◆ GOAL ◆
Print the line that contains "the stone wall" and every line after it through the last line of the records below, exactly as written and nothing else.

== == ==

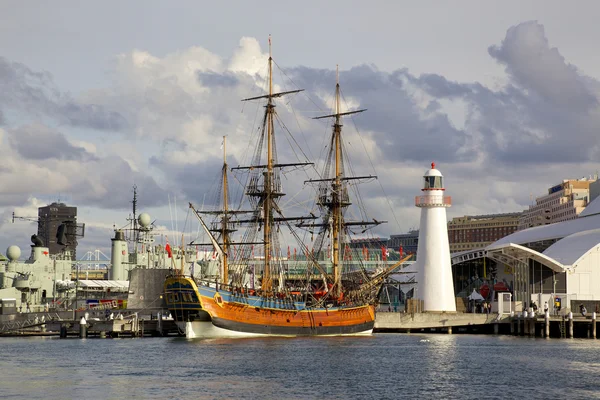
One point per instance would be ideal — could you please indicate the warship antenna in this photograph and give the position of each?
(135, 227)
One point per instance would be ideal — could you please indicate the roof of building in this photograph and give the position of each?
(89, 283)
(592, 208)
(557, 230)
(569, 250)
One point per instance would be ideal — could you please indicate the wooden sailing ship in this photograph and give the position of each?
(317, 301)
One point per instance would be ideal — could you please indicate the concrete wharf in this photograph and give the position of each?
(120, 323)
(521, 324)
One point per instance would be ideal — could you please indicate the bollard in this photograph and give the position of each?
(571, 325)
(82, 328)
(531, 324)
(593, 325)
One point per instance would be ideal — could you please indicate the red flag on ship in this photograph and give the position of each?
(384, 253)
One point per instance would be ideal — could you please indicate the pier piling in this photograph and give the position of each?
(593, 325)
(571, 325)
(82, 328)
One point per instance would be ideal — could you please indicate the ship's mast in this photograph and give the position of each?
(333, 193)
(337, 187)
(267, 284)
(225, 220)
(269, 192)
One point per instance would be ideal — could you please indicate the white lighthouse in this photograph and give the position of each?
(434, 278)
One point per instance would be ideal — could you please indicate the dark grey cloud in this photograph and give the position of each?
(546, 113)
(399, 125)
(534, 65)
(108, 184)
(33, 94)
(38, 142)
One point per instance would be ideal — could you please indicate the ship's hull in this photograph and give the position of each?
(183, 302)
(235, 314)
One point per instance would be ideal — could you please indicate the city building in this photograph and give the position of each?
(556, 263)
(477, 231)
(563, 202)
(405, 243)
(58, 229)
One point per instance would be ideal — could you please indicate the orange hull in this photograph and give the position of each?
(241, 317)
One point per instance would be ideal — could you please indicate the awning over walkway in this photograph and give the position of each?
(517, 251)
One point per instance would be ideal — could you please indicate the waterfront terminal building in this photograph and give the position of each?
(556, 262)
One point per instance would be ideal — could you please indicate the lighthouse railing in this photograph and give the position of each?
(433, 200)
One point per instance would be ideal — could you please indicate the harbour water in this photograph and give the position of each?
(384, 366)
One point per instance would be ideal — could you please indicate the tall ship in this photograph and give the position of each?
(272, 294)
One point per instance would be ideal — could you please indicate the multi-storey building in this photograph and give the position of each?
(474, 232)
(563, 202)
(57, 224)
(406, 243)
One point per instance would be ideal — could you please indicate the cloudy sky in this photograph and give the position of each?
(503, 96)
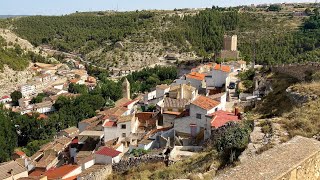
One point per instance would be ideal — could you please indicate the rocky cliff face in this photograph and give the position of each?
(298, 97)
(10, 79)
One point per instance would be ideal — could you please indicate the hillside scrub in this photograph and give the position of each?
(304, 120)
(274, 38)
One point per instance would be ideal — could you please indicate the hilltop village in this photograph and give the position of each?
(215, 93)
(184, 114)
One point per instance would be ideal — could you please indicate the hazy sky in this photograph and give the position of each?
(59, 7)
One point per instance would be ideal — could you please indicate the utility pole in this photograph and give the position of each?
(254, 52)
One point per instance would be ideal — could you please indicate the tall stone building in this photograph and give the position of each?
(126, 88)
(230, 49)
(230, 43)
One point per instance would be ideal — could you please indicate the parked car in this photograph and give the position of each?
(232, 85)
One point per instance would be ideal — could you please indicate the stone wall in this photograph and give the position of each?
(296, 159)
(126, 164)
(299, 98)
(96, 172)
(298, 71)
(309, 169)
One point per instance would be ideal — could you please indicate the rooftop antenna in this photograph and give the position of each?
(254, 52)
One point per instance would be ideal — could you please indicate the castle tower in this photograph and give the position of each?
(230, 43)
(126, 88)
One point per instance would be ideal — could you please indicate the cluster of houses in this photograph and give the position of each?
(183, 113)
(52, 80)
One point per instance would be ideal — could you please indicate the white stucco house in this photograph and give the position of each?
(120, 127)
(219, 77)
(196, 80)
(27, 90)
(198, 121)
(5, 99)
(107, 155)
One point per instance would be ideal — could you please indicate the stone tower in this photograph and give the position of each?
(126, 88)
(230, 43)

== == ==

◆ WORKED ANSWER ◆
One point per instance would be ideal — could you please indicate the stone wall in this photograph and give the position of each?
(296, 159)
(126, 164)
(299, 98)
(96, 172)
(298, 71)
(309, 169)
One point per instance would be ideal — could you please indicate the rooftop antenna in this photograph and give the position of each?
(254, 52)
One point per instance would be ideal — could you please indicate the castle tower in this photograph and give the position of each?
(230, 43)
(126, 88)
One point per instance would be ideal — could you please indicate the cluster of houses in this photograph and give the position of each?
(183, 113)
(52, 80)
One point per instance would be ideal — could you please indicate the white stucco house in this photograph and give the position of each?
(120, 127)
(219, 77)
(196, 80)
(27, 90)
(198, 121)
(5, 99)
(107, 155)
One point per instance would be ideal — could you please indicate the stone tower in this photograph and give the position of each?
(126, 88)
(230, 43)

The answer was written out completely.